* **Directions**
Extract each line of the items below that contains the word "white".

* **Input**
>>>

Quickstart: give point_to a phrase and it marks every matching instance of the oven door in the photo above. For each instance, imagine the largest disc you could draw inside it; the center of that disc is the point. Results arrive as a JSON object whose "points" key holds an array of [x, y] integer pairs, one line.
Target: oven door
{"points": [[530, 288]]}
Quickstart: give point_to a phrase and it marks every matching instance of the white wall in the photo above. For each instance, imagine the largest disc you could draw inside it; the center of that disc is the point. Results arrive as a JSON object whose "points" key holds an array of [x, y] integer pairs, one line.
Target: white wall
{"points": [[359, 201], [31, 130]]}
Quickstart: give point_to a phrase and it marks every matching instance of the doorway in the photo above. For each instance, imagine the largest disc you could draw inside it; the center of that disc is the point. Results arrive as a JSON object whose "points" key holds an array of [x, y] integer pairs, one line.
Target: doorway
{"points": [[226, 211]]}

<<<
>>>

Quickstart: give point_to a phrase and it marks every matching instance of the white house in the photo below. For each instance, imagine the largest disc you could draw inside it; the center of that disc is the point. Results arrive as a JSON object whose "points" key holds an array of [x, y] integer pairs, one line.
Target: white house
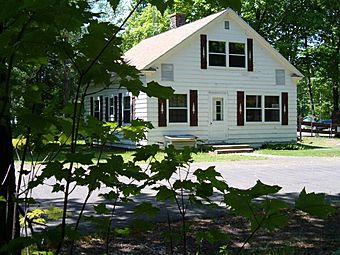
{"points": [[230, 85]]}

<<<

* **Answer to this task**
Quickstart: give point_to a phrase and it marks every matching instance of the white wall in the photo above. For each instance, imagine the largest disc you could draw inside it; the center of that disc is the point. Results arrive as a JSON object whose "points" key holds an array of [x, y] integer pairs, one line.
Target: white wall
Quickstart: give point_to a phrase and it marks every matching instance of the white house in the photo below. For each instance, imagine the largest disc you could draw inside it; the center of that disc is the point. Results arrive as a JSON object whose "points" key holds an array of [x, y] integer pairs, one line.
Target: white house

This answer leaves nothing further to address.